# A secret ritual of basses? :)



## Sieglinde (Oct 25, 2009)

I've observed many times a certain thing basses (and only them, but they almost always) do at group-curtain-calls. 

When the group is going back behind the curtain, or off the stage if they keep the curtain up, they remain for last and pat at least one other cast member in the back.

Seen this in numerous dvd's and also live performances.

If there's two or more basses in a performance, the lowest one does it (Grand Inquisitor, Commodore).

Is it some kind of secret ritual or what? Has anyone else noticed this?


----------



## rgz (Mar 6, 2010)

Hah, never noticed that, will keep an eye out in the future. Maybe it's because basses just tend to be larger people and it's just kind of natural to do that (similar to how it feels natural to pat a young child on the head).


----------



## sospiro (Apr 3, 2010)

Maybe it's body language for the top guy always leaves last


----------



## mamascarlatti (Sep 23, 2009)

Sieglinde said:


> Is it some kind of secret ritual or what? Has anyone else noticed this?


Some kind of Sarastro Freemason bass thing, do you think?


----------



## Sieglinde (Oct 25, 2009)

It's especially creepy when the show's villain does this with a jovial smile...


----------

> **STORED DATA**:
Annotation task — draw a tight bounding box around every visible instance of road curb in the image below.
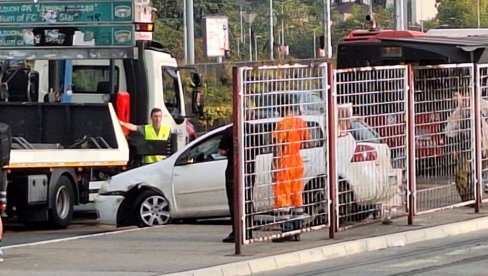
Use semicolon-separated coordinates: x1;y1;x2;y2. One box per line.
164;217;488;276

> **WHAT IS BEING ASKED**: From the forum thread on basses at curtain calls, reproduce word for word the passage that begins with "I've observed many" and ends with "in the back.".

> **RESULT FOR THIS TASK**:
I've observed many times a certain thing basses (and only them, but they almost always) do at group-curtain-calls. 

When the group is going back behind the curtain, or off the stage if they keep the curtain up, they remain for last and pat at least one other cast member in the back.